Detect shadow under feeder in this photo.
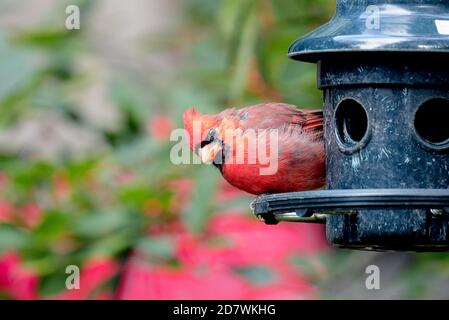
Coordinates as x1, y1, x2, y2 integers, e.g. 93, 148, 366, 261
252, 0, 449, 251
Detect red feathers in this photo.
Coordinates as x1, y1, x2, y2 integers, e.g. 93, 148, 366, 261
183, 108, 220, 149
183, 103, 325, 195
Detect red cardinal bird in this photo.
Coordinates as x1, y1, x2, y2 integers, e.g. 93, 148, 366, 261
183, 103, 325, 195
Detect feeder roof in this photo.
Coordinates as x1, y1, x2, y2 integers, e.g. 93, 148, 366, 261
288, 0, 449, 63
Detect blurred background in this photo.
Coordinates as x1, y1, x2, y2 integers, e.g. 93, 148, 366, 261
0, 0, 448, 300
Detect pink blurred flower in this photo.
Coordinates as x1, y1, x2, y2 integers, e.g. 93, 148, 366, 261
216, 180, 250, 201
0, 251, 38, 300
148, 116, 173, 141
54, 257, 119, 300
115, 170, 136, 185
0, 173, 9, 189
53, 174, 71, 201
117, 257, 250, 300
178, 212, 328, 268
0, 201, 14, 223
117, 257, 317, 300
118, 212, 328, 299
20, 203, 43, 228
244, 284, 311, 300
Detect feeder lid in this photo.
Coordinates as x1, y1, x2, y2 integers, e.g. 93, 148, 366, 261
289, 0, 449, 63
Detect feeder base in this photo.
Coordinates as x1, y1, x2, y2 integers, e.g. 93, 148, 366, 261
252, 189, 449, 252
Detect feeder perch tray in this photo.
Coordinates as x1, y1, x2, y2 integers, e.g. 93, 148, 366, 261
252, 189, 449, 251
252, 189, 449, 224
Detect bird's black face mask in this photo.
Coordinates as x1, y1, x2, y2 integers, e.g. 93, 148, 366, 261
195, 128, 227, 172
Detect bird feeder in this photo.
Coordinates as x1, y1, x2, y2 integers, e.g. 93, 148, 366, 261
252, 0, 449, 251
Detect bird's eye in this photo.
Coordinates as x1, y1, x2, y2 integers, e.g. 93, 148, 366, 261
200, 140, 211, 148
200, 129, 217, 148
196, 129, 219, 152
206, 129, 217, 142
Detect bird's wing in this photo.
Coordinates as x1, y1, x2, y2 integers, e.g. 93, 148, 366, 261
232, 102, 323, 139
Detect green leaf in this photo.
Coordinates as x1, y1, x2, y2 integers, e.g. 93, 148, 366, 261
73, 210, 132, 238
182, 166, 219, 234
11, 161, 55, 189
32, 211, 68, 244
217, 0, 249, 41
0, 33, 42, 102
233, 266, 277, 286
119, 185, 173, 209
86, 230, 136, 257
38, 271, 68, 297
65, 158, 98, 182
0, 224, 30, 254
137, 236, 176, 259
228, 2, 259, 101
108, 79, 146, 129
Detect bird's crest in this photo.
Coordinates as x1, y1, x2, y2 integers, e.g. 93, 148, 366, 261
183, 107, 220, 150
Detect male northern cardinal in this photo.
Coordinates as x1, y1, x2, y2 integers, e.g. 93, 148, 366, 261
183, 103, 325, 195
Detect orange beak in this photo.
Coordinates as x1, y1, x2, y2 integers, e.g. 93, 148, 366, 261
199, 141, 223, 164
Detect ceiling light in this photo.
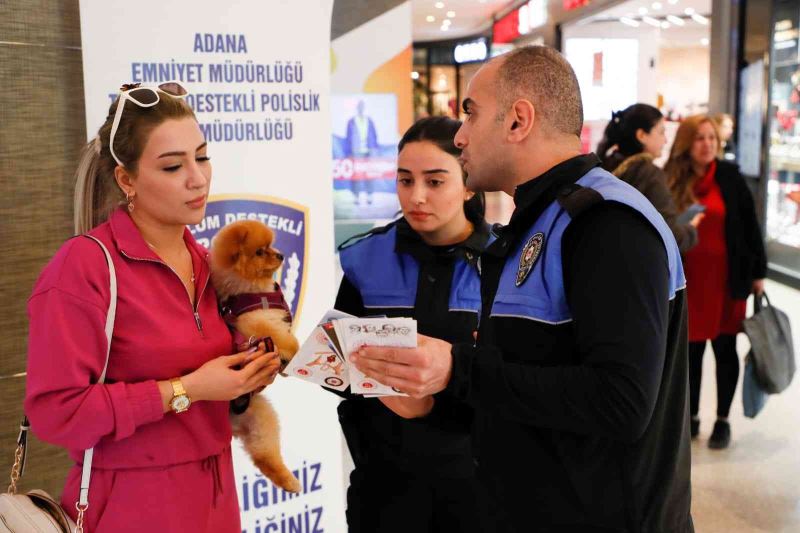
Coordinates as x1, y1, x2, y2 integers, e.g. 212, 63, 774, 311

○ ○ ○ ○ ○

Your assignment:
Filter the records down to the lines that contain the string "blurred", and copy those lines.

Written answer:
Detect blurred background in this photo.
Detect pink blurred flower in this photo.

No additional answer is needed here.